**MATERIAL PROVIDED:**
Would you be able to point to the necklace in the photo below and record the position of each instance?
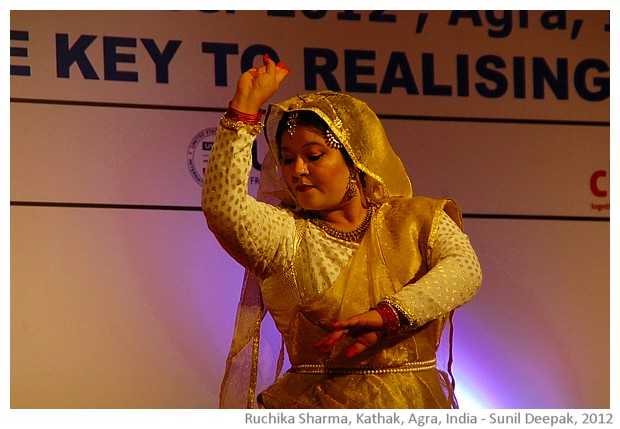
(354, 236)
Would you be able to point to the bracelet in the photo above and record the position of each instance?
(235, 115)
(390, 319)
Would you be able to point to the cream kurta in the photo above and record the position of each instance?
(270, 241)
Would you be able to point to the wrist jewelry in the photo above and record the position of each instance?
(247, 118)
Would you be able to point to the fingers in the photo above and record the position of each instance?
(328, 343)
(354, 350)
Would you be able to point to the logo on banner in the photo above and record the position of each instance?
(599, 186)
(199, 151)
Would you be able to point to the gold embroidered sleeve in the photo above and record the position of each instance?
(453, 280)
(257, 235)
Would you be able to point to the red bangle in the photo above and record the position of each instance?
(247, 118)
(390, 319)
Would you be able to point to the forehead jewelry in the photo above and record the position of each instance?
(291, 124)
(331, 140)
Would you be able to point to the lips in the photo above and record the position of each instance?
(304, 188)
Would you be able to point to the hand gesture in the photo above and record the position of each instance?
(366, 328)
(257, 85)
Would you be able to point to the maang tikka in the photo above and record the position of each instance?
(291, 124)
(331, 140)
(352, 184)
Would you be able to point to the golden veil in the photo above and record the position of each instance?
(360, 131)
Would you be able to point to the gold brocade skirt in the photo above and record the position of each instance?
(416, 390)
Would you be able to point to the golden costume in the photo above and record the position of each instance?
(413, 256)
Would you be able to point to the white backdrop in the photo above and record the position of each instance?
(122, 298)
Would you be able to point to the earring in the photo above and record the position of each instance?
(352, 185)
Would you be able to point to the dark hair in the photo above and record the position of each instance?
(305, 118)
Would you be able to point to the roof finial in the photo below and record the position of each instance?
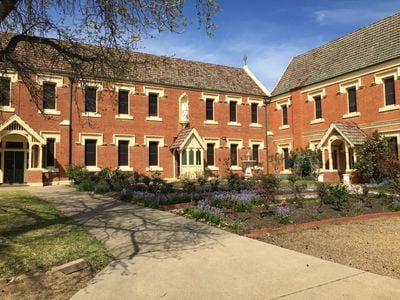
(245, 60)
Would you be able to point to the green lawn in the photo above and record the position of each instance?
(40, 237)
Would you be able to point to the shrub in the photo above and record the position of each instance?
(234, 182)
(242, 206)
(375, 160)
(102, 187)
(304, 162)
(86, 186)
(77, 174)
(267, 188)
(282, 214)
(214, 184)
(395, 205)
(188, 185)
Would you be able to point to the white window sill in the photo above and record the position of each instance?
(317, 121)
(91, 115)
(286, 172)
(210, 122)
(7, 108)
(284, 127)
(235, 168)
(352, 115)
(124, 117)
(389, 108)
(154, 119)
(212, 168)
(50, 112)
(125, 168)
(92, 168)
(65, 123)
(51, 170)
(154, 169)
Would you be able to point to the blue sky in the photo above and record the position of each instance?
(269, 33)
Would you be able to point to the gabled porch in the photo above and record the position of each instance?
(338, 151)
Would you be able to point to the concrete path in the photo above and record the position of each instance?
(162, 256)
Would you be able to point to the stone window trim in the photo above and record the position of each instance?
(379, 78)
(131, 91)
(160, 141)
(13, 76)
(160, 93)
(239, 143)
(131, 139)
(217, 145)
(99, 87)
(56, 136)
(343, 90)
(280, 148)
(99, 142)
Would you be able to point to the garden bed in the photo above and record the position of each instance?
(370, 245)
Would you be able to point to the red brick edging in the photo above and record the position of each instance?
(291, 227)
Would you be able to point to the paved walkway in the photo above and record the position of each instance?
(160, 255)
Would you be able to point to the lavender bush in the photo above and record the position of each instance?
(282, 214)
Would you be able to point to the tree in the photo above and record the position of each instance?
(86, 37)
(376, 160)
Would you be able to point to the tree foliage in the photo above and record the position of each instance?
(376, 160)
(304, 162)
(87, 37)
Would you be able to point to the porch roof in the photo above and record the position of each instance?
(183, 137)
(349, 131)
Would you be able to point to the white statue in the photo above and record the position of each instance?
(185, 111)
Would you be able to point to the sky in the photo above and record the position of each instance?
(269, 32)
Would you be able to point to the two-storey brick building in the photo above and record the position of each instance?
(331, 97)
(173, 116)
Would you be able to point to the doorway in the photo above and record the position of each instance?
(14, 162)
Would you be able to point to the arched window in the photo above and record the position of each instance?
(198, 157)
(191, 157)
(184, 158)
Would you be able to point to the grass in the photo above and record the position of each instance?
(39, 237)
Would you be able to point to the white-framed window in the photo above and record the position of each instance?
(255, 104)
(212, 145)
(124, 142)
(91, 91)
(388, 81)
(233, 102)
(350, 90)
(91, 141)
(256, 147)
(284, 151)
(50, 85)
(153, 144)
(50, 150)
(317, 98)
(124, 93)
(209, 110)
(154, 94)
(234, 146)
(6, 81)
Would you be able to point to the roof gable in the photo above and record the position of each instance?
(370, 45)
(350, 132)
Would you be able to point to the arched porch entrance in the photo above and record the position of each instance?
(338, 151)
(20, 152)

**EXERCISE GOAL:**
Each record above should be returned unchanged, except that the pictures are dropped.

**EXPECTED OUTPUT:**
Would you be able to point to the necklace in the photo below and record the position of each instance?
(354, 236)
Would you be able to point to the bracelet in the photo above and record the position of each instance?
(235, 115)
(390, 319)
Would you be able to point to the cream kurta in the photo above and record the position of each instance?
(270, 241)
Would you be able to point to the wrist jewelry in the photo above and record the position of each instance?
(247, 118)
Would you be able to point to the fingers in the photo above and record the position of each instance?
(328, 343)
(354, 350)
Would you be able to point to the logo on banner in the photo above and record the position of each instance?
(599, 186)
(199, 151)
Would you be able to point to the gold embroidered sleeve in the photo above and record the position of each instance?
(453, 280)
(257, 235)
Would you be able to point to the red bangle in the photo above and record the position of each instance?
(247, 118)
(390, 319)
Would you be able to point to the forehead jewelry in the photo above and record the position of each instance?
(291, 124)
(331, 140)
Would you be able to point to the lips in the photo above and record the position of each instance?
(304, 188)
Would you be able to point to the hand gesture in the photo above and record the position of each instance?
(366, 328)
(257, 85)
Would you be able to point to the maang tikka in the photo above and record the position of each instance?
(291, 124)
(331, 140)
(352, 184)
Would you be able to point to the golden veil in the photo above and record the position of each instance?
(360, 131)
Would you be able to point to the gold brocade skirt in the photo above and record the position of each instance?
(416, 390)
Would you be able to point to the golden costume in the photo above and record the position of each instance?
(413, 256)
Would you be able to point to the white backdrop in the photo above and record the position of each instance?
(122, 298)
Would you be able to point to the earring in the photo above and record the position of each instance?
(352, 185)
Would you be able to point to the dark hair in the photo above and record the position of each instance?
(305, 118)
Would you be able to point to the roof finial in the photo below and record the position of each instance?
(245, 60)
Would you be able to point to the green lawn in the photo above and record the position of each instance?
(40, 237)
Would you be able to point to the shrub in the photo above and record the position of each instance?
(234, 182)
(242, 206)
(375, 160)
(102, 187)
(304, 162)
(86, 186)
(77, 174)
(267, 188)
(282, 214)
(214, 184)
(395, 205)
(188, 185)
Would you be able to point to the white window sill in the photo above and record the position of each instance?
(317, 121)
(91, 115)
(286, 172)
(210, 122)
(7, 108)
(284, 127)
(235, 168)
(352, 115)
(124, 117)
(389, 108)
(154, 119)
(212, 168)
(50, 112)
(125, 168)
(92, 168)
(65, 123)
(51, 170)
(154, 169)
Would you be able to point to the blue sky in the photo above and record the position of each instance?
(269, 33)
Would you be able to point to the gabled porch in the photo above and record the position of each instance?
(338, 151)
Would you be able to point to the concrete path in the photo above and record the position of each instance?
(162, 256)
Would you be able to point to the stone window trim in the photo above and record the position of each instance?
(379, 78)
(131, 91)
(160, 141)
(13, 76)
(160, 93)
(239, 143)
(131, 139)
(217, 145)
(99, 87)
(56, 136)
(343, 90)
(280, 148)
(99, 142)
Would you be able to point to the garden bed in the photo above and record the position of each instance?
(370, 245)
Would you be able to point to the red brick edging in the photo above and record the position of each instance?
(291, 227)
Would you be able to point to the paved walkway in the photo above and record the position of each instance?
(160, 255)
Would you be able to point to the lavender bush in the photo above and record the position of each instance?
(282, 214)
Would you be able to point to the tree in the photo above and record the position of each instance?
(86, 37)
(376, 160)
Would you be able to point to the tree foliage in the photo above and record the position of each instance?
(376, 160)
(304, 162)
(87, 37)
Would you be able to point to the porch roof in the photo above and record the position of each instance?
(183, 137)
(349, 131)
Would you be able to point to the white statue in the photo above and record the position of each instance?
(185, 111)
Would you be able to point to the sky in the photo above and record the position of each instance?
(269, 32)
Would you be able to point to the two-storey brick building in the photo above and record the position of each instance?
(331, 97)
(173, 116)
Would you be able to point to the doorway in the photo above and record the position of each instance?
(14, 162)
Would you be able to point to the arched window in the photo above and record the position of each instance?
(198, 157)
(191, 157)
(184, 158)
Would you be able to point to the grass in the photo above and record the position of each instance?
(39, 237)
Would you be able to point to the white-framed window in the photo above and record the position of each instance?
(255, 104)
(212, 145)
(124, 142)
(91, 91)
(388, 81)
(233, 102)
(350, 90)
(91, 141)
(256, 147)
(284, 151)
(50, 85)
(153, 144)
(50, 150)
(317, 98)
(124, 93)
(209, 110)
(154, 94)
(234, 146)
(6, 81)
Would you be able to point to the roof gable in the photo above and record the position of each instance?
(370, 45)
(350, 132)
Would you be able to point to the arched porch entrance in the photo above and record the position of each instance?
(338, 151)
(20, 152)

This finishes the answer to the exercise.